• [GIVEN EXERCISE] Please pick out every line of the rows below that contains the word "knob", and copy each one in full.

▬▬▬▬▬▬

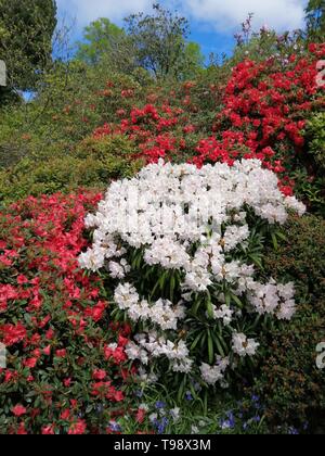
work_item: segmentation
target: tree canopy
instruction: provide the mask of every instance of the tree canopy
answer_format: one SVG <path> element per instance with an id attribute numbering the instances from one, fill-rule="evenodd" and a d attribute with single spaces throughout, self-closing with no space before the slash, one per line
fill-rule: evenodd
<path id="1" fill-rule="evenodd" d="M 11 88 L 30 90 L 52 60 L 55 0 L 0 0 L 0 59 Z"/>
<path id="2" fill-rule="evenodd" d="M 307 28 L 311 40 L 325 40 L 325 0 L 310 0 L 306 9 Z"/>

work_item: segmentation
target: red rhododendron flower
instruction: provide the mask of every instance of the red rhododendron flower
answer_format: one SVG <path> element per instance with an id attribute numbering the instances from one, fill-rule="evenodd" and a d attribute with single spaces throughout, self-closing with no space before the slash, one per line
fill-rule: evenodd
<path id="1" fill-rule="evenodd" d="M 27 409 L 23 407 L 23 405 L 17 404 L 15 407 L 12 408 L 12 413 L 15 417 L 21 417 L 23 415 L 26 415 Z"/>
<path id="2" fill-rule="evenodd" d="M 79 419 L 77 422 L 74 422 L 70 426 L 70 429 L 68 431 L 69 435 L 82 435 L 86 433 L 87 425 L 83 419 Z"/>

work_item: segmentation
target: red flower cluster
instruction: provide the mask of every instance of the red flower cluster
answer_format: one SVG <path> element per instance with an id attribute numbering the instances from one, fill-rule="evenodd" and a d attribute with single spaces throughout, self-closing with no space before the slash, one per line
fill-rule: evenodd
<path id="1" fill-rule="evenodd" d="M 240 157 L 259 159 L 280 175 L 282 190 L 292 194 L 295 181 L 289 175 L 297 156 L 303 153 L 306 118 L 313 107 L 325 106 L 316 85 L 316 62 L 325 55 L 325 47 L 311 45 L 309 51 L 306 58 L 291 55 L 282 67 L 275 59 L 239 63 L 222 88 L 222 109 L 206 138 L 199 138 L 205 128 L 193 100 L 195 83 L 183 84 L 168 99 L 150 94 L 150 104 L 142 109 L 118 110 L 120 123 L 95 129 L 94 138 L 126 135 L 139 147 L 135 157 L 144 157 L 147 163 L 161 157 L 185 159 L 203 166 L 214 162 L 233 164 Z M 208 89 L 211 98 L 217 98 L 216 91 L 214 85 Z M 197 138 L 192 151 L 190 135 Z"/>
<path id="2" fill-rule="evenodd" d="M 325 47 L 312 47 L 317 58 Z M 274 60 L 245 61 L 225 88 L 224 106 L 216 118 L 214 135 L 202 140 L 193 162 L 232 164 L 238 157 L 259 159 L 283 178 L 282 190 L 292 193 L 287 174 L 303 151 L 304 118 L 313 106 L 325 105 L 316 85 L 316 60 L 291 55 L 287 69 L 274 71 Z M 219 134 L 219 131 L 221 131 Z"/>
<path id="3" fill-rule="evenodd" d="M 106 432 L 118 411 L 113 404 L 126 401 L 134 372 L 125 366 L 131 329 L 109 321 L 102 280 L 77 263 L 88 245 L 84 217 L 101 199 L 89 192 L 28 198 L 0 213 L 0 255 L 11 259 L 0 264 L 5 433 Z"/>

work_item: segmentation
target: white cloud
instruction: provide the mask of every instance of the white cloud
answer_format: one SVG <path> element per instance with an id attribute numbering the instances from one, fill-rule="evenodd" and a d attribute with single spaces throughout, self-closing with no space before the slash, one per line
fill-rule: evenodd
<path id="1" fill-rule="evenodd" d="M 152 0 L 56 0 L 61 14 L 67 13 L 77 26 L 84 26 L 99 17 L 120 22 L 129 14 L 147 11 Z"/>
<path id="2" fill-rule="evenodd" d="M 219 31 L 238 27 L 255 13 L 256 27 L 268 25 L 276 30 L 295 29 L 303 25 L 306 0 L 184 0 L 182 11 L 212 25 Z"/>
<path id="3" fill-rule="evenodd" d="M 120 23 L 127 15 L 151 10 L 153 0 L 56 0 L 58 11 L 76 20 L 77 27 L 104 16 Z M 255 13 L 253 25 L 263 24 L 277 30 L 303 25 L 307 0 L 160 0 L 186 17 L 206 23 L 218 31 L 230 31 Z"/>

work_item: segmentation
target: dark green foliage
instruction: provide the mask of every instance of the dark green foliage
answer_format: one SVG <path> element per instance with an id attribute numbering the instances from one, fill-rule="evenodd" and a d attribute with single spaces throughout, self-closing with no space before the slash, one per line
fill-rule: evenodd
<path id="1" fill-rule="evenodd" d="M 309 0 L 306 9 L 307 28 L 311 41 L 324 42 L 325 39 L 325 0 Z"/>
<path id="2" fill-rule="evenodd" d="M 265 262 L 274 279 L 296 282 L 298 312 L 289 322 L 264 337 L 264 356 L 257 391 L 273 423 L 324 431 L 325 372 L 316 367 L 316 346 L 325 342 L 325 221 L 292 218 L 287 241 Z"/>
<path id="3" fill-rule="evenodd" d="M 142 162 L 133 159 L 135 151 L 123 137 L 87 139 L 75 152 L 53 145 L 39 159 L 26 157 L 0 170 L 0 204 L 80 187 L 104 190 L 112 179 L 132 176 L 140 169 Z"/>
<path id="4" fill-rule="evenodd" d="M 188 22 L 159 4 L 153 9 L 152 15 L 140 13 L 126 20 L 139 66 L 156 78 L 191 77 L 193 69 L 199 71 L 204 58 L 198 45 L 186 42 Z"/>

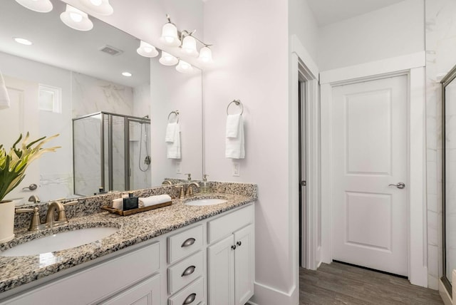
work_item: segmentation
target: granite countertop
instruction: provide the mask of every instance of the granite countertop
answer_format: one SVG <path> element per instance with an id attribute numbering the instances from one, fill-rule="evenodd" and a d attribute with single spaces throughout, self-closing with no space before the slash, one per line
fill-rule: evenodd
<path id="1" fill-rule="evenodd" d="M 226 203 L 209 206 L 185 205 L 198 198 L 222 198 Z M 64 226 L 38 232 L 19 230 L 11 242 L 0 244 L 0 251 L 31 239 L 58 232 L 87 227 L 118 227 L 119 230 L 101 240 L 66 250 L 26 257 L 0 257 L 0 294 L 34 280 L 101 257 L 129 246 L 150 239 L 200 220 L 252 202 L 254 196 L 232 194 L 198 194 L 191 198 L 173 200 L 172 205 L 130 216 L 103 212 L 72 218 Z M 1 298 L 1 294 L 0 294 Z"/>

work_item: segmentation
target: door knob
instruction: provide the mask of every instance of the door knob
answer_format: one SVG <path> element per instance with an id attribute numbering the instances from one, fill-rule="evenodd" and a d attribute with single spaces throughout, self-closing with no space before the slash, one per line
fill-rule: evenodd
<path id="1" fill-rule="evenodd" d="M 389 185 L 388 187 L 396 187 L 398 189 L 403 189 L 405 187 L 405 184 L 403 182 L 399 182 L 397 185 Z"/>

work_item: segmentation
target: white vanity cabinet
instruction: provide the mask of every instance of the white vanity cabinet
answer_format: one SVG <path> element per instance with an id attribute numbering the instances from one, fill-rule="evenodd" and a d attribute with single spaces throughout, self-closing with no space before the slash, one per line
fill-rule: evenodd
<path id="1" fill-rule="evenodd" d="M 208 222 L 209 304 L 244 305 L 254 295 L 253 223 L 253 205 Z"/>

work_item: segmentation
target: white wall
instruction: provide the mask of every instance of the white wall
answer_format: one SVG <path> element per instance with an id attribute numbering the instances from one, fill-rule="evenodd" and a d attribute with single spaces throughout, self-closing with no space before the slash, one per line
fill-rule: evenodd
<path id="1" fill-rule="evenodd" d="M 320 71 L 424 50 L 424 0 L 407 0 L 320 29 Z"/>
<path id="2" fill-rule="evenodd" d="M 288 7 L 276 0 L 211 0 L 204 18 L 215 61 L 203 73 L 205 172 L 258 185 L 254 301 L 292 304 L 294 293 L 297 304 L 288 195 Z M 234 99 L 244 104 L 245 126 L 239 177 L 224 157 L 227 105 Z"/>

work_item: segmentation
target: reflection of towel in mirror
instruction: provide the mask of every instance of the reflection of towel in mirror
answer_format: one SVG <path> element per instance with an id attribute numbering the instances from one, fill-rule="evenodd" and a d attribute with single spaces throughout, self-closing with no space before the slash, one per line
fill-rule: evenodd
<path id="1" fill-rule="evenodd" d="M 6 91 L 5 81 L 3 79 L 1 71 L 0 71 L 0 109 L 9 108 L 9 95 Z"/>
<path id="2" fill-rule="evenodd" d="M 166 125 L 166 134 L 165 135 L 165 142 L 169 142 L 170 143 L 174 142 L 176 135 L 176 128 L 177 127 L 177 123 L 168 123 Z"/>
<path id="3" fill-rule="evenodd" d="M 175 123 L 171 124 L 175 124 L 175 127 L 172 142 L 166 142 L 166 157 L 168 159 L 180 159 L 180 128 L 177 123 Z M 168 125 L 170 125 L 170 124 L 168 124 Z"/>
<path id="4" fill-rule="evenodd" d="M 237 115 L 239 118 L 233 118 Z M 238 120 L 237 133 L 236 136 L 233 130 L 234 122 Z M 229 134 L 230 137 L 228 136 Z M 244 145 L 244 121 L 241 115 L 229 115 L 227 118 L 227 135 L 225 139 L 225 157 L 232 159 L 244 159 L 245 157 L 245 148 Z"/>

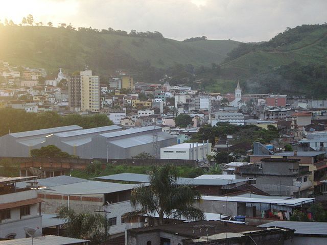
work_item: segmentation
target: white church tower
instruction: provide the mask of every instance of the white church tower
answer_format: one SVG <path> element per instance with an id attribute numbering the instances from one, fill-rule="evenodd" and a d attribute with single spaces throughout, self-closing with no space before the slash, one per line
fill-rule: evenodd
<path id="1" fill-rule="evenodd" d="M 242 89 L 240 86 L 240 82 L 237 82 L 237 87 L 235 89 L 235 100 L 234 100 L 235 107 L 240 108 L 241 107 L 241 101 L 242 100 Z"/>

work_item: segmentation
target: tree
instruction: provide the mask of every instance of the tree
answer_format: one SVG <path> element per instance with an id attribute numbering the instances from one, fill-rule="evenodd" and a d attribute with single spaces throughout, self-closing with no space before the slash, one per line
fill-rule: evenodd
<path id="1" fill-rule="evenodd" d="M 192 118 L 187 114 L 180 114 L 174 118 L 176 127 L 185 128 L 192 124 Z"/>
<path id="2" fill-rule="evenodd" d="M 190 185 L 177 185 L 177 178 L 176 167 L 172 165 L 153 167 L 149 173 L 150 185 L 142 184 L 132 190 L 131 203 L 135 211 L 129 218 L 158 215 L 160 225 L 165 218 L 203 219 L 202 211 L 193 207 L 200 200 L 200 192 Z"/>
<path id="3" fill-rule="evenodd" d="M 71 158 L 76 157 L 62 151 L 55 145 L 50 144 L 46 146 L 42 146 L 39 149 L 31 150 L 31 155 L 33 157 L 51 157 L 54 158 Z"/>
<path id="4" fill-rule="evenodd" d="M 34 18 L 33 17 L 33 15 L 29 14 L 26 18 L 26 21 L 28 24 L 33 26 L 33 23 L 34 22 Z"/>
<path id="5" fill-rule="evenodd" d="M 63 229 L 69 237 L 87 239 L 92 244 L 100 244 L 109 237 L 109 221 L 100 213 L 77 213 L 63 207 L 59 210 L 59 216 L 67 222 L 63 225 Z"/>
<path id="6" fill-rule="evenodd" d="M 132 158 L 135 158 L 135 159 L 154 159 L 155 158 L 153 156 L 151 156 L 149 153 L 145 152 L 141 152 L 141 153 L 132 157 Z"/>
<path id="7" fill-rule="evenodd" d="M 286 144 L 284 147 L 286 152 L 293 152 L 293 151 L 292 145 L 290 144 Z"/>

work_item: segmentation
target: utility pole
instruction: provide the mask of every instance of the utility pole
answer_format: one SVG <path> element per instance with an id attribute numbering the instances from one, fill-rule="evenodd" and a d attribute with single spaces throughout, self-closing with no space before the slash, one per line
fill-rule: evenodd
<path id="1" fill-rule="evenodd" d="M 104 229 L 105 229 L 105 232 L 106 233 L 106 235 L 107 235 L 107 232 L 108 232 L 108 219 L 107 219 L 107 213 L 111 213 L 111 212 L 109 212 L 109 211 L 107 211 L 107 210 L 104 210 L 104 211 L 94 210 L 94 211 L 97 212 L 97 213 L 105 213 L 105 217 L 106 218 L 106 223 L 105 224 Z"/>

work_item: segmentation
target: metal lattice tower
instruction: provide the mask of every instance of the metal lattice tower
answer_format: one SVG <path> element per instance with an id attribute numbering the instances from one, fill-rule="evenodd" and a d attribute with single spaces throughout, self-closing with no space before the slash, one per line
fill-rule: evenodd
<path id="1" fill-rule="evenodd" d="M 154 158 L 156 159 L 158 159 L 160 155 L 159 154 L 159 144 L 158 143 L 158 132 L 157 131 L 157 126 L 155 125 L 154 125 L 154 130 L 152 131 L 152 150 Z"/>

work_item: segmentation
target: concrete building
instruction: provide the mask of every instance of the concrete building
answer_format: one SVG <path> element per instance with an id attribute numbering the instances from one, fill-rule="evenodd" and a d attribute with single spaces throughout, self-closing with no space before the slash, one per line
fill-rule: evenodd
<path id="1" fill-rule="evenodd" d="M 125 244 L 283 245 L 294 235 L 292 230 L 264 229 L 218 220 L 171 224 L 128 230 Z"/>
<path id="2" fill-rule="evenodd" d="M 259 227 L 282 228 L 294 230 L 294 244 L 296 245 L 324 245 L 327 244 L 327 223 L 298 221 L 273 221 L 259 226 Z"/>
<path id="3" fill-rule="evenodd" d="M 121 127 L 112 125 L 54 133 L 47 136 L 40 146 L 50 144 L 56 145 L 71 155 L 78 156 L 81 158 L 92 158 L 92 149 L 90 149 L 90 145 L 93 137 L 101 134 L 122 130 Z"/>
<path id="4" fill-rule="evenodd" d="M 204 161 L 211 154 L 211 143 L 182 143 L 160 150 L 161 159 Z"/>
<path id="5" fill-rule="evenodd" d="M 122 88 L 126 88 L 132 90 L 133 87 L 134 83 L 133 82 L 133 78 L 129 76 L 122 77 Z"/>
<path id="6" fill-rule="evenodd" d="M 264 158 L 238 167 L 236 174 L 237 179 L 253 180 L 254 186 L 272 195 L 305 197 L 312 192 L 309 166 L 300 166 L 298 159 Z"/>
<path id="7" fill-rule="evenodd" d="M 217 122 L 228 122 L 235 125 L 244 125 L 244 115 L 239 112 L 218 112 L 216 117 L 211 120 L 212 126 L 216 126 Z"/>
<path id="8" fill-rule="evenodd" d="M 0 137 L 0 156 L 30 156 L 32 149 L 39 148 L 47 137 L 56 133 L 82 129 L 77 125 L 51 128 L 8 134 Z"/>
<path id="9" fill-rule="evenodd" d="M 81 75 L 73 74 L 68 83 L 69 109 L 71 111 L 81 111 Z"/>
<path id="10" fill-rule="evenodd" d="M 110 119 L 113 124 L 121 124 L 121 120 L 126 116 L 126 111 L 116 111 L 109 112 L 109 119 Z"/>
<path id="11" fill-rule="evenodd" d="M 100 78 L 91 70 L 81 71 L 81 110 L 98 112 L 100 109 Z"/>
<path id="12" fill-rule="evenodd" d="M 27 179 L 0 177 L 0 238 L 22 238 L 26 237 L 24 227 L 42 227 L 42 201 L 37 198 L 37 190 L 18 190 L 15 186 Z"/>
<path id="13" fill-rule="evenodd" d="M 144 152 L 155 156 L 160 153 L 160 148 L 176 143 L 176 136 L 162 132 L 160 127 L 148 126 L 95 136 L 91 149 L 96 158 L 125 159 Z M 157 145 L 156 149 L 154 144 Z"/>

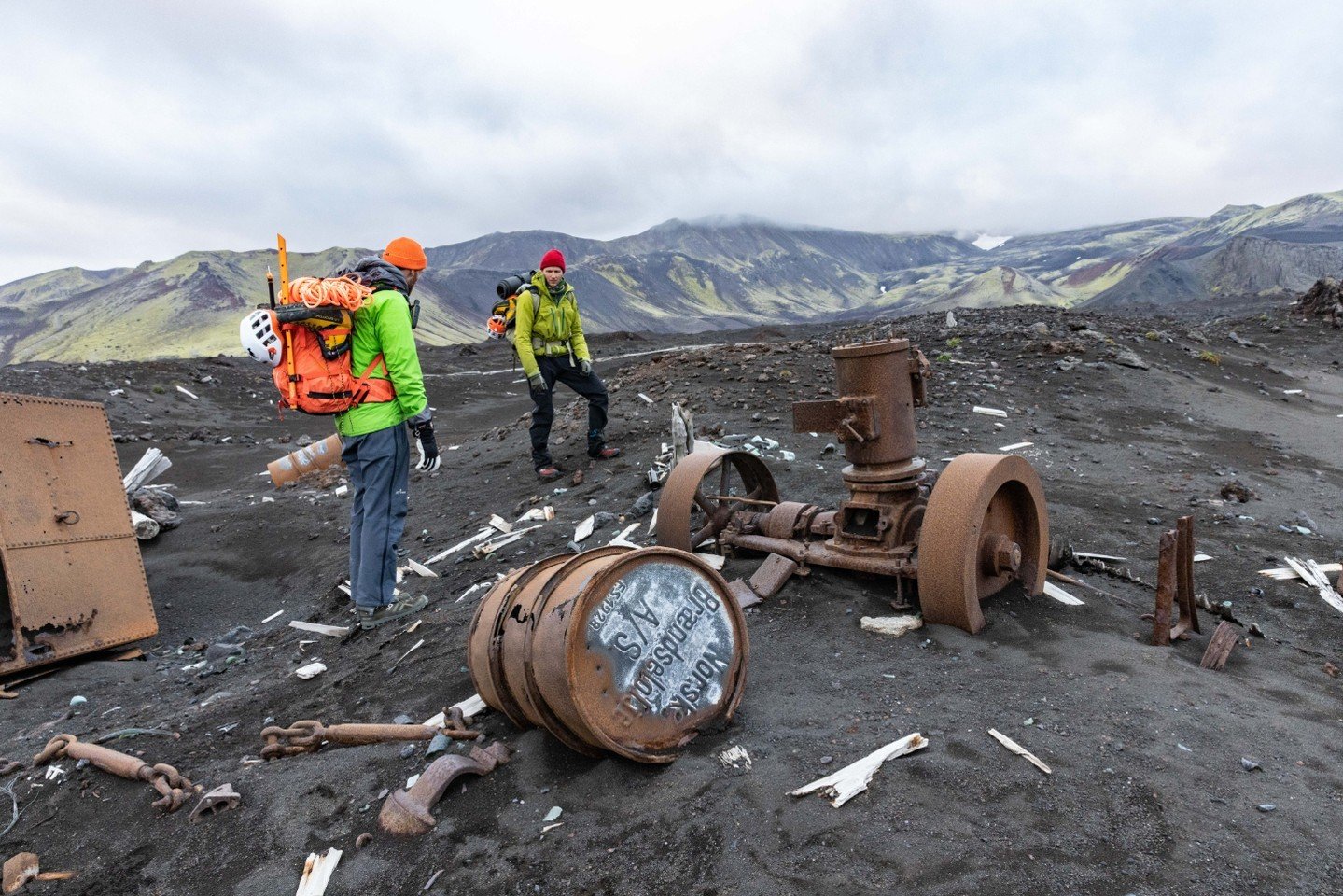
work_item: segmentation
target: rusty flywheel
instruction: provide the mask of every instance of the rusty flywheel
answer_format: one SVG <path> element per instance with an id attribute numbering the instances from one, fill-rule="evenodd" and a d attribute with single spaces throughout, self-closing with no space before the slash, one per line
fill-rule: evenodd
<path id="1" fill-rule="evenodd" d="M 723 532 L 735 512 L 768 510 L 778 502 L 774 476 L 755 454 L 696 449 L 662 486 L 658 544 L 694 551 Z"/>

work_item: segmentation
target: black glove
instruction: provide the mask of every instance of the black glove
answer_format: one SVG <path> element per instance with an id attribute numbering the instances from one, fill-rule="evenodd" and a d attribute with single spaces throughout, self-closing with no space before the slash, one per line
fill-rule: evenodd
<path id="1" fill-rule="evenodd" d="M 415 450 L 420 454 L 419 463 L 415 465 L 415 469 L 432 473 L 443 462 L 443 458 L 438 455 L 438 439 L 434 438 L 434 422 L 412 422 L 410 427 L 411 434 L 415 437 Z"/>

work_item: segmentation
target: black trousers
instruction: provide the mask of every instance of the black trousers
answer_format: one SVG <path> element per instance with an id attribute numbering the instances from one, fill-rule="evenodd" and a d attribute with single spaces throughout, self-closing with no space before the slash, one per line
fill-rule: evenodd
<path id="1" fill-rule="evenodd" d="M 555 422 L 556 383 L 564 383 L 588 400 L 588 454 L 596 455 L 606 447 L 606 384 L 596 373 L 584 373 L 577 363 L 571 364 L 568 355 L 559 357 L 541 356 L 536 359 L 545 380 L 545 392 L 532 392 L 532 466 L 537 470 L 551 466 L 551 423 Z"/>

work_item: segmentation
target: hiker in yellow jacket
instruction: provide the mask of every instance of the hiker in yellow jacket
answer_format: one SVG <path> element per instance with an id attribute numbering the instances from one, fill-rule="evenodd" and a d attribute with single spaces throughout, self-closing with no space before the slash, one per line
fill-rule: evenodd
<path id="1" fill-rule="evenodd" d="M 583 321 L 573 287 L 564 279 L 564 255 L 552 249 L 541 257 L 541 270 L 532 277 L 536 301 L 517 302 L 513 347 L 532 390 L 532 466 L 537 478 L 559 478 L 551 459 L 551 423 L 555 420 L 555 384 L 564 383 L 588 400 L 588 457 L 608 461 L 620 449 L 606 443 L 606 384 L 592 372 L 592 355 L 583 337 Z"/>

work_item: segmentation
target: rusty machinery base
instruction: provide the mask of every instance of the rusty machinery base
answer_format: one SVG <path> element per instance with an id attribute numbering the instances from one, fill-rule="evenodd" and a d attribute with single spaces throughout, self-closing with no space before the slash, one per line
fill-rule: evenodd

▬▬▬▬▬▬

• [EXPECTED OUTPUT]
target: door knob
instruction: provide the mask of every instance of the door knob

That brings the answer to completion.